▸ **Image boundary labeling items**

******************************

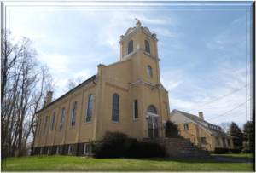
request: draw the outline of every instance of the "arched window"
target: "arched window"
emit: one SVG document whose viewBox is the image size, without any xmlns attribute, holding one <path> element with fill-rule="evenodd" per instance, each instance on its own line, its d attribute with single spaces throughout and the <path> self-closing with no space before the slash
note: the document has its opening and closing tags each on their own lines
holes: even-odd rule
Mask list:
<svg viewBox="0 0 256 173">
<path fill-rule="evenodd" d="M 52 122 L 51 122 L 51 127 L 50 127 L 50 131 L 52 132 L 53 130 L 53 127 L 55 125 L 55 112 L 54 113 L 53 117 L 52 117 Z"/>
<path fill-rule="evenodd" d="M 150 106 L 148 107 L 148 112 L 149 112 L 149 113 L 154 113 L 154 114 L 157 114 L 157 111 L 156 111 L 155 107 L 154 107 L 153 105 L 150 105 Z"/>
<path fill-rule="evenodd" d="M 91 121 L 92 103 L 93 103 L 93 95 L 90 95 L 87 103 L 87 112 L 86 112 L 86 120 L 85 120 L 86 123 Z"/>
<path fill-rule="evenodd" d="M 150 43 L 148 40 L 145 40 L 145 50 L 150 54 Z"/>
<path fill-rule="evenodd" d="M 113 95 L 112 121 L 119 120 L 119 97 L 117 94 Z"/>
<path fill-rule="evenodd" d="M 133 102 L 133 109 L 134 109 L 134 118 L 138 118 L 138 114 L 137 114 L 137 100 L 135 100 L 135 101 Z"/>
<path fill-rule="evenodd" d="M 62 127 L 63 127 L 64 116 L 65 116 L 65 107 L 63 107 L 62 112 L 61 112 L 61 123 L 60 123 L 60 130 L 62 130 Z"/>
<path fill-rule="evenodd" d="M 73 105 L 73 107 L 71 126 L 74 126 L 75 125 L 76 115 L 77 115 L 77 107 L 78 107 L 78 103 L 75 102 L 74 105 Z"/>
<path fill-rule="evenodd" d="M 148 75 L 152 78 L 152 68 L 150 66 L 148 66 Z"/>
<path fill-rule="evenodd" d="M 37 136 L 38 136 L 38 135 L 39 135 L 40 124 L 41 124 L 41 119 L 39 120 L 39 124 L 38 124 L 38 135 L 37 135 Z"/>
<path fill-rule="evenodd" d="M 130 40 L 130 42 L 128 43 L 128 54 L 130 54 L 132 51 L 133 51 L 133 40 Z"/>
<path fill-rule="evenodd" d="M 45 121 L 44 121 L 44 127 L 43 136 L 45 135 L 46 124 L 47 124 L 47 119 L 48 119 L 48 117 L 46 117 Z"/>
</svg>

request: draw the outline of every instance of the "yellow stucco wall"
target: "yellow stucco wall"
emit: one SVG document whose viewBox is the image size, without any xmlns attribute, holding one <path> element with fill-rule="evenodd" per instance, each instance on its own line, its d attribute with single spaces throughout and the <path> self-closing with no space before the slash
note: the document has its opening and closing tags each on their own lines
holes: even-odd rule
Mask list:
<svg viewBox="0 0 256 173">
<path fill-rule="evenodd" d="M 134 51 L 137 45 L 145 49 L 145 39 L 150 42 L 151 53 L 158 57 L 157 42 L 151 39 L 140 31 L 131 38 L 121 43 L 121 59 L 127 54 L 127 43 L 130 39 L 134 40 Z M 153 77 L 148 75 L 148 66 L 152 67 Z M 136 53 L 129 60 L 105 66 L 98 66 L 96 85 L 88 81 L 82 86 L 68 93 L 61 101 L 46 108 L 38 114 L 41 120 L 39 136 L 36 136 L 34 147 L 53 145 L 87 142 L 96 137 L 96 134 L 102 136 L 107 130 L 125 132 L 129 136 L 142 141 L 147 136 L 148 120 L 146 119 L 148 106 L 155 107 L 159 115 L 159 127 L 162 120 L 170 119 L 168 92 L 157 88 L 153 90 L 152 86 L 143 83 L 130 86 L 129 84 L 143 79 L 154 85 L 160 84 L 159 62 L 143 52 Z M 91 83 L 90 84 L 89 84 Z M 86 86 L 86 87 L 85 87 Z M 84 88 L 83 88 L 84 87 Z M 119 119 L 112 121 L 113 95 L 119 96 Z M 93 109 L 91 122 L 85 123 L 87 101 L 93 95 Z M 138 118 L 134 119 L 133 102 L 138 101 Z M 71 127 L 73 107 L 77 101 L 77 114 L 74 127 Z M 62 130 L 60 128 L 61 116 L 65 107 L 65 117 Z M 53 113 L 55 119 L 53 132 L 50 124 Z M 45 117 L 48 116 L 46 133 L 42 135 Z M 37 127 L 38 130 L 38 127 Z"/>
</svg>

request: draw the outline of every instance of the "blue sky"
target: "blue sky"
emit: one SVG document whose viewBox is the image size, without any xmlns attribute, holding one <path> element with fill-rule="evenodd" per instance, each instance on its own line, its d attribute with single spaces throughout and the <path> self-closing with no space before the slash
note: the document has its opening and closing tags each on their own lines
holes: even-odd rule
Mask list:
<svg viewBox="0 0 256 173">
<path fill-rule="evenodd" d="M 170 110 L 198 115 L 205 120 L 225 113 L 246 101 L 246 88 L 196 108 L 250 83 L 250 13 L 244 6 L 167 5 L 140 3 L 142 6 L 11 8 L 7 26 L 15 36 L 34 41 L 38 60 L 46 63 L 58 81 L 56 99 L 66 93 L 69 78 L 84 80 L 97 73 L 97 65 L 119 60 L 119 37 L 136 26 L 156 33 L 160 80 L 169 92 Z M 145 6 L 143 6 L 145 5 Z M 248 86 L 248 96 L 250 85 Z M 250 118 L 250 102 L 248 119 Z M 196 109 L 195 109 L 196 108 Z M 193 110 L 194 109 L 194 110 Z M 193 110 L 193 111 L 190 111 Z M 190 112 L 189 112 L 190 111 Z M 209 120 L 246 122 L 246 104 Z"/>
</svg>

******************************

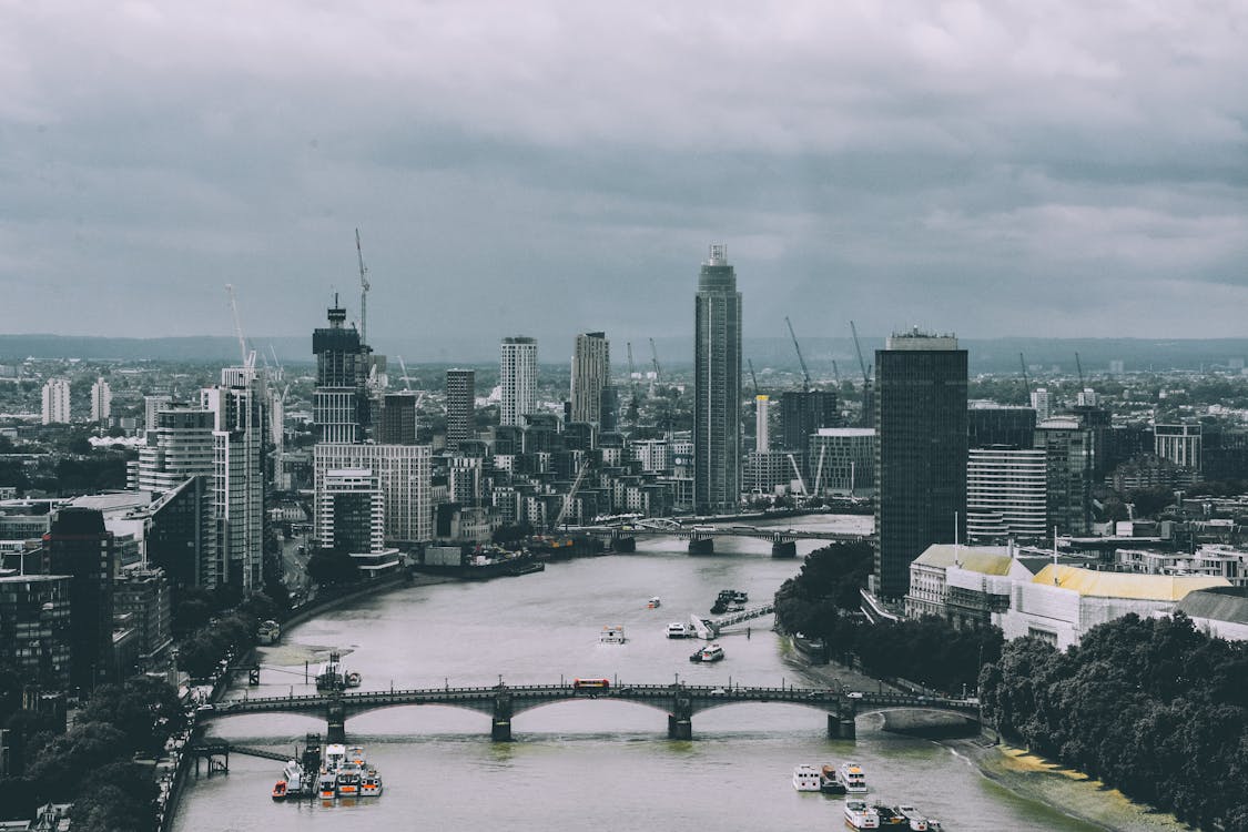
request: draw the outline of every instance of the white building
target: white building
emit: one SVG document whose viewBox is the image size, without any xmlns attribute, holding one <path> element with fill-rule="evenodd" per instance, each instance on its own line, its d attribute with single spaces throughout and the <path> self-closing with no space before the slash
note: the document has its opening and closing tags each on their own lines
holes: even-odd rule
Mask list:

******************************

▸ **What the task requires**
Which lines of the listing contain the word "yellow"? Copy each such line in full, matching the word with case taken into account.

▸ **Task result**
request: draw the outline of every instance of the "yellow stucco wall"
target: "yellow stucco wall"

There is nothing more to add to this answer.